(Records excerpted from a collection)
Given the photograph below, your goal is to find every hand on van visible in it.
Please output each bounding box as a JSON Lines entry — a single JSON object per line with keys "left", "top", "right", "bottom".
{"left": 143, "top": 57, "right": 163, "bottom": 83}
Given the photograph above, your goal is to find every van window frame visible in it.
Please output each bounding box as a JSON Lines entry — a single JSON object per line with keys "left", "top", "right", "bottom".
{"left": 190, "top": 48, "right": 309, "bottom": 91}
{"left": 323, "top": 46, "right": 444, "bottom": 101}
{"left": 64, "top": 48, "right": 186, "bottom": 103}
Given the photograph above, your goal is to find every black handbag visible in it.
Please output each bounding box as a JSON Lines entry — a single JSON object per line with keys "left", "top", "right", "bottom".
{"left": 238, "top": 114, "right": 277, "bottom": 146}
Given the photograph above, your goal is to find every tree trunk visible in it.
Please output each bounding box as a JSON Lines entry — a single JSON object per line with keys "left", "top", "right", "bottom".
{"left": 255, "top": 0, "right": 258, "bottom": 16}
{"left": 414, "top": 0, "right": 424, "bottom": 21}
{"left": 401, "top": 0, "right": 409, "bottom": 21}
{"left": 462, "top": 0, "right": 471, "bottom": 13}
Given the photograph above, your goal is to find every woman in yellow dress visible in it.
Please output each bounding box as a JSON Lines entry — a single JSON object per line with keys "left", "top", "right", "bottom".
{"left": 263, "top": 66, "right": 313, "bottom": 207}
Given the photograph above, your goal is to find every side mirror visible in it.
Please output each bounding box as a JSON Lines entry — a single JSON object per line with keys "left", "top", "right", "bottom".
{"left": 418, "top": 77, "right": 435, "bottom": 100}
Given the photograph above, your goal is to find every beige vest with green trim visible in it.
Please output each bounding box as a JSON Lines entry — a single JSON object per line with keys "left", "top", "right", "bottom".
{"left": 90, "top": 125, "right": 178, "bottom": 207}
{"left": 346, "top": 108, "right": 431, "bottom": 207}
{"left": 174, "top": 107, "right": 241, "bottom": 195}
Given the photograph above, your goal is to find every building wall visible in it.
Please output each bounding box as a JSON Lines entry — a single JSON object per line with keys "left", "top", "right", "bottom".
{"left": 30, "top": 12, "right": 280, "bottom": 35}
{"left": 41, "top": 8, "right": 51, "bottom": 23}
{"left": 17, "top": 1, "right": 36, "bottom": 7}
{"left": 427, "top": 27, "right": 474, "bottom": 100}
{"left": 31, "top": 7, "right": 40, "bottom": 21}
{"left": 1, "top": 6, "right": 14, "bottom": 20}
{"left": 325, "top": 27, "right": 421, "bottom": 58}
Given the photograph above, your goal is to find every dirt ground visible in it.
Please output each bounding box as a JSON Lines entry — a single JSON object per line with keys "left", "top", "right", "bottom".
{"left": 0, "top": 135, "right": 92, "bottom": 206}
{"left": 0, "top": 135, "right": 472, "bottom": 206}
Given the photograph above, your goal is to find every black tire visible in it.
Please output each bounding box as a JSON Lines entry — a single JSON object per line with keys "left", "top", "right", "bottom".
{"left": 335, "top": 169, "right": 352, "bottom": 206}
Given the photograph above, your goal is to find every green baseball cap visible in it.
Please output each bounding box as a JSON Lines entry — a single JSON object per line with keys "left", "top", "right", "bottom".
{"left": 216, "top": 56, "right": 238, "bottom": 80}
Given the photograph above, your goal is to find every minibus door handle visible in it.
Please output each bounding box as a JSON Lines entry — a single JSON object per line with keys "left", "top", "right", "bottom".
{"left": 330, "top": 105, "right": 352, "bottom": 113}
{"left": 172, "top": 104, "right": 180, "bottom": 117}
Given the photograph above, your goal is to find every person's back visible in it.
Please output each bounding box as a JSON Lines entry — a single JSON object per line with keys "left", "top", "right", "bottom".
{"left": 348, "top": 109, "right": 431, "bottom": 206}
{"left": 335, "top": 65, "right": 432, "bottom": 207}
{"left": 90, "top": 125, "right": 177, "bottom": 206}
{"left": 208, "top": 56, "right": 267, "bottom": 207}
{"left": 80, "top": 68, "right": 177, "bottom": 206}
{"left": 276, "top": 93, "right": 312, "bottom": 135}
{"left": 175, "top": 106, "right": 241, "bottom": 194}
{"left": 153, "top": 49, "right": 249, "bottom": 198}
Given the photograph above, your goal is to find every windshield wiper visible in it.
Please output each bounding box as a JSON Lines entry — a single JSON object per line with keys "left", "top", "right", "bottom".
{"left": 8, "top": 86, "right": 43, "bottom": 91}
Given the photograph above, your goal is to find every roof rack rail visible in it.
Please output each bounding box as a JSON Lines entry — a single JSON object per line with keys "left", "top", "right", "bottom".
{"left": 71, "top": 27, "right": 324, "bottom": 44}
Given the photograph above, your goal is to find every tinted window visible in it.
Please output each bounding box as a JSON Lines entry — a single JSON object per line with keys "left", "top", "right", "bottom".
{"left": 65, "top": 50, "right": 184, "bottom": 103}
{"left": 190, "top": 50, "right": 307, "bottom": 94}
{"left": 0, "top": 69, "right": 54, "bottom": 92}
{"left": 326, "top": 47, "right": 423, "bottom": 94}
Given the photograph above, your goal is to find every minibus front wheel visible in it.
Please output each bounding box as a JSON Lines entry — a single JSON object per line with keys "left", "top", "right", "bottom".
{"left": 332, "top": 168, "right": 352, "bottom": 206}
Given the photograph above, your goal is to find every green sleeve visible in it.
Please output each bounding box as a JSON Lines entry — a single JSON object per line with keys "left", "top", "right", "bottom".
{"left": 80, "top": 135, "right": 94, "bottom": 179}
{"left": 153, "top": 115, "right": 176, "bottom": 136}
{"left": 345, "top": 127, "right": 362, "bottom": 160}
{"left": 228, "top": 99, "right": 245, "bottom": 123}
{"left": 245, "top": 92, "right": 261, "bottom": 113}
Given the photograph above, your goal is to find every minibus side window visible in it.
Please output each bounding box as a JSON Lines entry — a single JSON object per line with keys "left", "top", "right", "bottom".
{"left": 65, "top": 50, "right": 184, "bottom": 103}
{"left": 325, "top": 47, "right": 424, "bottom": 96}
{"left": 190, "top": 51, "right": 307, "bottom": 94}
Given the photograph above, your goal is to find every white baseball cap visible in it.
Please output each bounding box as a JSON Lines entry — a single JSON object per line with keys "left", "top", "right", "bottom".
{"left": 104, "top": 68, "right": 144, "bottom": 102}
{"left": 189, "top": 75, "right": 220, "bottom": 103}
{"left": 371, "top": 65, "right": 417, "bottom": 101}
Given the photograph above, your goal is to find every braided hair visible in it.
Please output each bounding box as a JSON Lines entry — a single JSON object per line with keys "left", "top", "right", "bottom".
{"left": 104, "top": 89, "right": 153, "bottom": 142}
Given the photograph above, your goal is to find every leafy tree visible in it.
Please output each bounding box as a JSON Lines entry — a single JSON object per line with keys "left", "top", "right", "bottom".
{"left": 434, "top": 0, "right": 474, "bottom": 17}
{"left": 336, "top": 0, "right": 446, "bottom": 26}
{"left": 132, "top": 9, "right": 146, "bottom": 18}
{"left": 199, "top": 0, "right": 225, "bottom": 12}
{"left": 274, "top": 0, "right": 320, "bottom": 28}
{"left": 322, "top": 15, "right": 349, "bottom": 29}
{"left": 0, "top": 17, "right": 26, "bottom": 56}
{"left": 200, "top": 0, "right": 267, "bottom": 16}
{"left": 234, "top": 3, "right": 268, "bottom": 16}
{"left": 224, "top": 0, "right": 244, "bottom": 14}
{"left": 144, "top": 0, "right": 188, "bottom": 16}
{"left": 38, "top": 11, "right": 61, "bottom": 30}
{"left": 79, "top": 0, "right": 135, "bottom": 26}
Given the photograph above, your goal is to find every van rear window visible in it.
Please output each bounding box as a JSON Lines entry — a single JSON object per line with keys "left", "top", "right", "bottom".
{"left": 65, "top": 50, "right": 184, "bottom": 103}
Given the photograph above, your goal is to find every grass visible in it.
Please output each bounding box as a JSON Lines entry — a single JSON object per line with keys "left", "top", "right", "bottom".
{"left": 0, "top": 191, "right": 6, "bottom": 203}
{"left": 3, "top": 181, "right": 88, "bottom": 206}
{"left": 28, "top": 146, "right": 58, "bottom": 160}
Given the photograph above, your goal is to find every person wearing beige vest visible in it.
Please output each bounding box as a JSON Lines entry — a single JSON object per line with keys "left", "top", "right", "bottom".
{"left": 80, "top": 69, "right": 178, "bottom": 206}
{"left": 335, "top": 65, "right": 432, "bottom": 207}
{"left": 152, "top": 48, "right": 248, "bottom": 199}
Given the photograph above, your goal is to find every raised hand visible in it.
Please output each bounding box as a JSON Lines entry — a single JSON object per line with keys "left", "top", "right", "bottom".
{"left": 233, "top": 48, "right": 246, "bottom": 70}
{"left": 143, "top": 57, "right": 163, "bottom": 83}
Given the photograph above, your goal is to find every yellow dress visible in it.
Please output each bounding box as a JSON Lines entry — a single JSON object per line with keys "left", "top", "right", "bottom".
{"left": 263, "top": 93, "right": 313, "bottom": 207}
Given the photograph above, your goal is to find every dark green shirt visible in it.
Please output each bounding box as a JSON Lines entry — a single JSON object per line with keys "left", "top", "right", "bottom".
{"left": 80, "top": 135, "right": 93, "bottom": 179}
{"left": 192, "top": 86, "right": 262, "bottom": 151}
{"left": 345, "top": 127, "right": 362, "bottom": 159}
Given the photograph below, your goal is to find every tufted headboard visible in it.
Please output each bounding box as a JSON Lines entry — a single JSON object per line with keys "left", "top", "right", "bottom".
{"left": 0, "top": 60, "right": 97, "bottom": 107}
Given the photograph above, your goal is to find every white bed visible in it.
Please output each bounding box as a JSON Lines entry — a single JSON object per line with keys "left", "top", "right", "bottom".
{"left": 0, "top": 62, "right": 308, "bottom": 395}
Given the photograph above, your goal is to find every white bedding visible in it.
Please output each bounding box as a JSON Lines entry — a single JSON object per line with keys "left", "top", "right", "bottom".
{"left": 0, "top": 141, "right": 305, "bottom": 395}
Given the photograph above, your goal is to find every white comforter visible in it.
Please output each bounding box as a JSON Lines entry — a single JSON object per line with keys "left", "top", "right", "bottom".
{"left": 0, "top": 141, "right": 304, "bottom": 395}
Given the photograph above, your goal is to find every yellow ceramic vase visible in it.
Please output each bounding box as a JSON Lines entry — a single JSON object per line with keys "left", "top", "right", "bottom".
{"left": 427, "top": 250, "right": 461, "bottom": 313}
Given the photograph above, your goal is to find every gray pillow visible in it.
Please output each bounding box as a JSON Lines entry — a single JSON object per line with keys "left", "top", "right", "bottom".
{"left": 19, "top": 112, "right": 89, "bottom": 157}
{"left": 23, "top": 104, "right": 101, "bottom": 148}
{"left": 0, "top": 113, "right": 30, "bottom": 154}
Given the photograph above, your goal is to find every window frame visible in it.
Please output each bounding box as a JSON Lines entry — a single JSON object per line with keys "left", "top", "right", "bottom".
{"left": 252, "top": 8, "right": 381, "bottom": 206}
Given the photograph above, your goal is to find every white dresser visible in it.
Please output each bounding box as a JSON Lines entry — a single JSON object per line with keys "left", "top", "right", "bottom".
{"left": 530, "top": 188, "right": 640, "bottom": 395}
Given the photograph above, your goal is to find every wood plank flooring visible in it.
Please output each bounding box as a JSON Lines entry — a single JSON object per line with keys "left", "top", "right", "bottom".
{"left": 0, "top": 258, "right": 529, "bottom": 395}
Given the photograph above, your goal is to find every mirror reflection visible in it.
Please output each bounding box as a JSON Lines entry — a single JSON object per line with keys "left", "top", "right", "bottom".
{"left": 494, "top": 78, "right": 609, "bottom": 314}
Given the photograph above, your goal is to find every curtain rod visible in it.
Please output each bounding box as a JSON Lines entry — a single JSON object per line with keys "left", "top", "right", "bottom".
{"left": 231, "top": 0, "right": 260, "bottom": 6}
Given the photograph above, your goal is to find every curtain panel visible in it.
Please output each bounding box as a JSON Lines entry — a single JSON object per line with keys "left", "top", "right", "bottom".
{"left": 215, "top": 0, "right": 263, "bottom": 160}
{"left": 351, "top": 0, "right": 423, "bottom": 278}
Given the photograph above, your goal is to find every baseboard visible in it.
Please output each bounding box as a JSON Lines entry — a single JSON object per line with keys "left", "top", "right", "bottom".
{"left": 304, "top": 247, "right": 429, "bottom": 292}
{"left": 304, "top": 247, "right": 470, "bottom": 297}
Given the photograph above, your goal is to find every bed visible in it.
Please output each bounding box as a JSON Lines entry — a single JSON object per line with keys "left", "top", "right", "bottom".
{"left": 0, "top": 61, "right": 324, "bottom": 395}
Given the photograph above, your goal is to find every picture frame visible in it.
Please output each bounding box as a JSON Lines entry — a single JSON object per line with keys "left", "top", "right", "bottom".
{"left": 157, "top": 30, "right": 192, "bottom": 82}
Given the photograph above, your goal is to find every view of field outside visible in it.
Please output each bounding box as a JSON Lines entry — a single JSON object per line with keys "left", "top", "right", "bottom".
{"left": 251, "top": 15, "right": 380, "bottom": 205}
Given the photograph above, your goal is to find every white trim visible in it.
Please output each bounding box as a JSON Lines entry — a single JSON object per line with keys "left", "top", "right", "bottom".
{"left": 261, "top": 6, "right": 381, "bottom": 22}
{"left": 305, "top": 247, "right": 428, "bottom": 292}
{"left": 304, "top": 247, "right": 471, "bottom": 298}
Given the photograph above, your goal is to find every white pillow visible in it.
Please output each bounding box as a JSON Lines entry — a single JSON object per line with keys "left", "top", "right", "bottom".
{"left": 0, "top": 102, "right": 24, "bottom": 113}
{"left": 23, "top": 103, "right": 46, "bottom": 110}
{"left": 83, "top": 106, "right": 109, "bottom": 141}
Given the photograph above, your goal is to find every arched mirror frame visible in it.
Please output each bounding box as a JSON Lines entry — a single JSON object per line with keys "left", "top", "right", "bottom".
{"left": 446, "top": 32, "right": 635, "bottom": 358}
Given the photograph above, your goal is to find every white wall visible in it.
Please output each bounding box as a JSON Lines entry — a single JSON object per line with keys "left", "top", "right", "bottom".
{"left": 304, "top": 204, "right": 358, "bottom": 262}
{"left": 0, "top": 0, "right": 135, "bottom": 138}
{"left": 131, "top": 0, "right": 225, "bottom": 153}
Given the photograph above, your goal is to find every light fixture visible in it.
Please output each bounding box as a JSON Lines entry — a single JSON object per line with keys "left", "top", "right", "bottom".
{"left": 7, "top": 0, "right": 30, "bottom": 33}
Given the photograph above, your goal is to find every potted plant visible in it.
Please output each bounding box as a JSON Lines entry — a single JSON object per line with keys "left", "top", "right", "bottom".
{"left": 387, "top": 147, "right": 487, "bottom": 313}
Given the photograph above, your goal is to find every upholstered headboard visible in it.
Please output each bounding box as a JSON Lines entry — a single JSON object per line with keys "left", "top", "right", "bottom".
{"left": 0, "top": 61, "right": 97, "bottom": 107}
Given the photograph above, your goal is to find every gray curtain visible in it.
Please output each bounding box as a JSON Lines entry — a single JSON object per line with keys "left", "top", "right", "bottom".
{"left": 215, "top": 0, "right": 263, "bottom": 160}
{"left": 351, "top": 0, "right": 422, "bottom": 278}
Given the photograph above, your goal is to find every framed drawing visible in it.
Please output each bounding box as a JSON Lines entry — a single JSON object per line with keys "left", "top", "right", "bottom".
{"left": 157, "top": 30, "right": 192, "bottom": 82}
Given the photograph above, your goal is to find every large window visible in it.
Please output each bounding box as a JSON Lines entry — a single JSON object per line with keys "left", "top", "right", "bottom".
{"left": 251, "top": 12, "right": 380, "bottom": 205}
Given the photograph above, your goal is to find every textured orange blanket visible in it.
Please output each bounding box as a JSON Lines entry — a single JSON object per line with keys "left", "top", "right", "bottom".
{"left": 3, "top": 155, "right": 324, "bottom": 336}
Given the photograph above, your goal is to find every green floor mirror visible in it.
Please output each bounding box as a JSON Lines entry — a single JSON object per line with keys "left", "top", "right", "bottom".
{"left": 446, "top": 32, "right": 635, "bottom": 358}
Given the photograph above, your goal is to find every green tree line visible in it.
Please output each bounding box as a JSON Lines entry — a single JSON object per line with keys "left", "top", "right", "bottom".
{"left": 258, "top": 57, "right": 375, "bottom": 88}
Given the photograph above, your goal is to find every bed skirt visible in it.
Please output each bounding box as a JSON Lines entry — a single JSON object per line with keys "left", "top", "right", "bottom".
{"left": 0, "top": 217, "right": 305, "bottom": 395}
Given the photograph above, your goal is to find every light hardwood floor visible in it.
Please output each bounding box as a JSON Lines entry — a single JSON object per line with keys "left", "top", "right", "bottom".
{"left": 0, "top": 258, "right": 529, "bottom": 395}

WHAT IS REQUIRED: Retype exactly the lines from the first line of the records above through the line containing "Given the photograph above, your goal is to find every tree", both included, and nothing else.

REPLY:
Given the photograph below, your goal is to find every hand on van visible in it.
Please output each bounding box as a JSON Lines entry — a single JSON object per line with keys "left", "top", "right", "bottom".
{"left": 143, "top": 57, "right": 163, "bottom": 83}
Given the photograph above, your goal is to find every van window frame visible in it.
Please output each bounding box as a JSON Lines entry — a single JSON object per line with keys "left", "top", "right", "bottom".
{"left": 190, "top": 48, "right": 309, "bottom": 91}
{"left": 323, "top": 46, "right": 444, "bottom": 101}
{"left": 64, "top": 48, "right": 186, "bottom": 103}
Given the photograph above, your goal is to find every black handbag visible in it.
Please output each bounding box as a JSON Lines entry — a single JSON object per line with keys "left", "top", "right", "bottom".
{"left": 238, "top": 114, "right": 277, "bottom": 146}
Given the photograph above, your goal is to find every tree trunk visible in it.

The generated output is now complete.